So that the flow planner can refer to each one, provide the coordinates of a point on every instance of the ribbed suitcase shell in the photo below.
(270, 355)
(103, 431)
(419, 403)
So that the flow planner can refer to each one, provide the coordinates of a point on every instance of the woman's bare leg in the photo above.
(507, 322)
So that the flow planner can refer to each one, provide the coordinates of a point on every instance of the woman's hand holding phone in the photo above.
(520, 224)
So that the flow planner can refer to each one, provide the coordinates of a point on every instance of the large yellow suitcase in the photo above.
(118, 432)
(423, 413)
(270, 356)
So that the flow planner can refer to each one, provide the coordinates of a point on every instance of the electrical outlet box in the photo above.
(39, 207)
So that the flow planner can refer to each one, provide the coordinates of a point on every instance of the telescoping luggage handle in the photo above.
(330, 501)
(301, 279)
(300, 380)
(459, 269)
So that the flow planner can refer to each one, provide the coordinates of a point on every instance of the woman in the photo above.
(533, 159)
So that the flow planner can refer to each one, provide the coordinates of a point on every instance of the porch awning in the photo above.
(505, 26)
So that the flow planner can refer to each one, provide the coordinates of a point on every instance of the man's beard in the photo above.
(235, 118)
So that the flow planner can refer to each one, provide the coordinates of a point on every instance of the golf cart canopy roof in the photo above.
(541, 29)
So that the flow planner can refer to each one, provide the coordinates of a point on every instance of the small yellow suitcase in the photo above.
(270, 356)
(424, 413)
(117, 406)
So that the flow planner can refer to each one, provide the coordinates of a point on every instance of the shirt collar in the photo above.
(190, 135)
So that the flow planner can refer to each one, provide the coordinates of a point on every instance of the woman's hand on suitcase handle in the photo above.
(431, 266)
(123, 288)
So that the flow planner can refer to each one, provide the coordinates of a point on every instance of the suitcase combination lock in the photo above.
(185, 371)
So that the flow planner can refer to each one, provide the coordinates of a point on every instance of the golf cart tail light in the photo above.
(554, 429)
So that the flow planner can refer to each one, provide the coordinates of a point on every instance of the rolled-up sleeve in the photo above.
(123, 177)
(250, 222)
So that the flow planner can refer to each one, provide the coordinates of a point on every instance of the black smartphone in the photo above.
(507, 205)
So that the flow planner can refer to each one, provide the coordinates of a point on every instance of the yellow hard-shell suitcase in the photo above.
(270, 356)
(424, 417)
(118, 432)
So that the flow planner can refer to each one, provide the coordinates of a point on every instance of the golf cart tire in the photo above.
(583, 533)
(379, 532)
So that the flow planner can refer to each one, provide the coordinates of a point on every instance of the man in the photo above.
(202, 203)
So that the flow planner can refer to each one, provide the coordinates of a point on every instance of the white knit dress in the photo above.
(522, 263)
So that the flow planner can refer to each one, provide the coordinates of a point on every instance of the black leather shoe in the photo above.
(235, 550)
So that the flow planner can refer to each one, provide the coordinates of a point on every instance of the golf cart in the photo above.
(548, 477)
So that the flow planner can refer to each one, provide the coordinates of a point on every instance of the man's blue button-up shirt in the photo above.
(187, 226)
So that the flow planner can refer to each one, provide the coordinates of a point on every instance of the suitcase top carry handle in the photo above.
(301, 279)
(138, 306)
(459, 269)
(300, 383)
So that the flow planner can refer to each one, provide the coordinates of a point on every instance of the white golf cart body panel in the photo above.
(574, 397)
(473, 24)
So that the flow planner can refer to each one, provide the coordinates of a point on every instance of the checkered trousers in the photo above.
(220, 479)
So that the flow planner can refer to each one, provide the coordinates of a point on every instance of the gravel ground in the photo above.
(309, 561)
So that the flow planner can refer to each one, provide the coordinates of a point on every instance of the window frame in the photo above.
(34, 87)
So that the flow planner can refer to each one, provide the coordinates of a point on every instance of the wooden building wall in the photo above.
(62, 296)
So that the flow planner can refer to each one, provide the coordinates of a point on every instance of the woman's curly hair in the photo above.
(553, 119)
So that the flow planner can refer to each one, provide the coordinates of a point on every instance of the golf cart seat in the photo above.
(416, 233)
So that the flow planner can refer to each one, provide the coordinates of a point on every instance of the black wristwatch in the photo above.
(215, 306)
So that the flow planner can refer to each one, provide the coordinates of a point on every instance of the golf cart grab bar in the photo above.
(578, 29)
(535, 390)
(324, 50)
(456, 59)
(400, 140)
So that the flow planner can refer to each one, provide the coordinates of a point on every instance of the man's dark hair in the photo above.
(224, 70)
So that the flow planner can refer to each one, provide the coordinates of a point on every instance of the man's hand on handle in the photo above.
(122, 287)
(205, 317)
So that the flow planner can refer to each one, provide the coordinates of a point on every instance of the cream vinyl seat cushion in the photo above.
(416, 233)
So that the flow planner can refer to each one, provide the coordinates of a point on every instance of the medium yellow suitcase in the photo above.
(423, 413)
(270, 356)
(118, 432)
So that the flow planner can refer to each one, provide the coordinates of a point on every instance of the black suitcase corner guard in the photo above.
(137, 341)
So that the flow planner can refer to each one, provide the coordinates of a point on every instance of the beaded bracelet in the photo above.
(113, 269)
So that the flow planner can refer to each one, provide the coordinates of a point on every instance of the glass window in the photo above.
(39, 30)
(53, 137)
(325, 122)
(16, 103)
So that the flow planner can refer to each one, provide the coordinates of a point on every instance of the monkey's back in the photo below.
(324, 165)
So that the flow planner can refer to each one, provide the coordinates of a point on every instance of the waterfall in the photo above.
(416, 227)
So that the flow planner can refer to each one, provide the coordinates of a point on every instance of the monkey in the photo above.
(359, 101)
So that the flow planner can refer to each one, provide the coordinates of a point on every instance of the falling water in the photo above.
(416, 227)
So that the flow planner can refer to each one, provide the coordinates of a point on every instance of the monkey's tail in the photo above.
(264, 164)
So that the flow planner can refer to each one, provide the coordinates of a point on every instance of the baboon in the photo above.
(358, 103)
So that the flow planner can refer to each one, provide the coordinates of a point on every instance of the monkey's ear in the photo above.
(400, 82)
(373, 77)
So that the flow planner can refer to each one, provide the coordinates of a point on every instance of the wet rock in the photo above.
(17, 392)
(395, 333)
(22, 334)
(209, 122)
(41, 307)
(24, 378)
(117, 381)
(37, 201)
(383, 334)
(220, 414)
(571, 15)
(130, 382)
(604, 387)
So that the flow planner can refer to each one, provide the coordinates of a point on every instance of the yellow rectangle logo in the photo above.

⁂

→ Short problem:
Quote every row above word for word, from the first row through the last.

→ Written answer:
So that the flow planner can refer to each one, provide the coordinates of a point on every instance of the ribbed suitcase shell in the photo below.
(270, 355)
(103, 431)
(419, 403)
So that the flow planner can refer to each one, provide the coordinates of a point on every instance of the woman's bare leg in the photo above.
(507, 322)
So that the flow planner can refer to each one, provide the coordinates of a point on every instance of the woman's hand holding phone in the photo above.
(520, 224)
So that the flow planner can refer to each one, provide the coordinates of a point on every instance of the large yellow suitcase in the photo above.
(118, 432)
(423, 413)
(270, 356)
So that the flow planner can refer to each one, provide the coordinates of a point on every instance of the electrical outlet box in the photo above.
(39, 207)
So that the flow planner can refer to each one, provide the coordinates of a point on every instance of the telescoping luggage handle in the photo above.
(330, 501)
(301, 279)
(300, 380)
(459, 269)
So that the flow planner can refer to each one, provide the coordinates of a point on every instance of the woman in the photo above.
(533, 159)
So that the flow planner can refer to each one, provide the coordinates of a point on every instance of the porch awning in the photo above.
(505, 26)
So that the flow planner can refer to each one, provide the coordinates of a point on every instance of the man's beard in the photo above.
(235, 118)
So that the flow planner can refer to each one, provide the coordinates of a point on every instance of the golf cart canopy roof in the photo above.
(541, 29)
So that the flow planner can refer to each one, provide the coordinates of a point on every instance of the small yellow suitcase in the photo above.
(270, 356)
(424, 413)
(117, 406)
So that the flow planner can refer to each one, provide the coordinates of a point on every instance of the shirt collar in the photo above.
(190, 135)
So that the flow planner can refer to each one, provide the coordinates of a point on every instance of the woman's hand on suitcase handle in the photo above.
(431, 266)
(123, 288)
So that the flow planner can refer to each one, provide the coordinates of a point on every instance of the suitcase combination lock in the photo above.
(185, 371)
So that the flow planner can refer to each one, provide the coordinates of a point on every instance of the golf cart tail light in the photo above.
(554, 429)
So that the flow planner can refer to each one, provide the coordinates of a point on every instance of the rolled-up sleeve in the photo above.
(123, 177)
(250, 222)
So that the flow planner can refer to each one, provide the coordinates of a point on every instance of the black smartphone in the photo above.
(507, 205)
So that the flow planner can refer to each one, provide the coordinates of a point on every instance of the yellow hard-shell suitcase in the photo above.
(270, 356)
(424, 417)
(118, 432)
So that the flow planner can refer to each one, provide the coordinates of a point on every instance of the golf cart tire in the photo above.
(583, 533)
(379, 532)
So that the flow planner can refer to each one, provide the coordinates of a point on every instance of the man in the photo above.
(202, 203)
So that the flow planner can refer to each one, provide the coordinates of a point on every instance of the white knit dress in the photo above.
(522, 263)
So that the flow planner can refer to each one, provide the coordinates of a point on every instance of the black leather shoe in the photo above.
(235, 550)
So that the flow planner can refer to each one, provide the coordinates of a point on every instance of the golf cart in the photo above.
(548, 477)
So that the flow planner can refer to each one, provide the coordinates of a point on every instance of the man's blue button-up shirt in the photo above.
(187, 226)
So that the flow planner can refer to each one, provide the coordinates of a point on every instance of the suitcase top carry handle in the photo above.
(301, 279)
(138, 306)
(459, 269)
(300, 383)
So that the flow planner can refer to each one, provide the coordinates of a point on every instance of the white golf cart body panel in the photo above.
(574, 397)
(473, 24)
So that the flow planner can refer to each one, provide the coordinates of a point on every instance of the checkered trousers in the photo above.
(220, 479)
So that the flow planner can refer to each one, provide the coordinates of a point on every instance of the gravel ground in the photo above.
(309, 561)
So that the flow planner can refer to each one, provide the coordinates of a point on every instance of the window frame in the photo above.
(34, 87)
So that the flow planner can refer to each one, provide the coordinates of a point on every instance of the wooden building wall in the photo above.
(62, 296)
So that the flow planner can refer to each one, provide the coordinates of a point on every instance of the woman's curly hair in the photo above.
(553, 119)
So that the flow planner can refer to each one, provide the coordinates of a point on every instance of the golf cart seat in the photo above.
(416, 233)
So that the flow planner can refer to each one, provide the coordinates of a point on every instance of the black wristwatch in the photo above.
(215, 306)
So that the flow planner can refer to each one, provide the coordinates of a point on every instance of the golf cart grab bar in the photo above.
(578, 29)
(535, 390)
(324, 50)
(456, 59)
(400, 140)
So that the flow planner can refer to each one, provide the coordinates of a point on every instance of the man's dark hair in the photo above.
(224, 70)
So that the flow planner can refer to each one, provide the coordinates of a point on every instance of the man's hand on handle in the photo above.
(122, 287)
(205, 317)
So that the flow planner can refer to each one, provide the coordinates of a point on every instance of the cream vinyl seat cushion in the photo above.
(416, 233)
So that the flow planner can refer to each one, provide the coordinates of a point on every instance of the medium yellow suitcase in the photo above.
(423, 413)
(270, 356)
(118, 432)
So that the flow planner can refer to each one, provide the coordinates of a point on every instance of the black suitcase corner guard in the photo above.
(137, 341)
So that the flow planner can refer to each one, provide the coordinates of a point on every instance of the beaded bracelet in the photo above.
(113, 269)
So that the flow planner can refer to each one, provide the coordinates of a point on every instance of the glass window in the photo above.
(39, 30)
(53, 137)
(325, 122)
(16, 103)
So that the flow planner can refer to each one, provide the coordinates of a point on every instance of the monkey's back in the photo below.
(324, 165)
So that the flow planner can refer to each one, provide the coordinates of a point on every instance of the waterfall in the photo above.
(416, 227)
So that the flow planner can refer to each one, provide the coordinates of a point on every instance of the monkey in the photo above.
(359, 101)
So that the flow planner can refer to each one, provide the coordinates of a point on every instance of the falling water in the photo above.
(416, 227)
So that the flow planner can refer to each one, provide the coordinates of a point on every instance of the monkey's tail in the photo above.
(264, 164)
So that the flow planner can refer to each one, provide the coordinates of a point on every instance of the baboon in the photo above.
(358, 103)
So that the flow planner can refer to each one, provide the coordinates of a point on every instance of the monkey's ear in the photo above.
(400, 82)
(373, 77)
So that the flow planner can refer to each one, provide the coordinates of a point on every instance of the wet rock in the photo above.
(17, 392)
(395, 333)
(22, 334)
(209, 122)
(41, 307)
(24, 378)
(117, 381)
(37, 201)
(383, 334)
(220, 414)
(571, 15)
(130, 382)
(604, 387)
So that the flow planner can refer to each one, provide the coordinates of a point on every instance of the yellow rectangle logo in the photo above.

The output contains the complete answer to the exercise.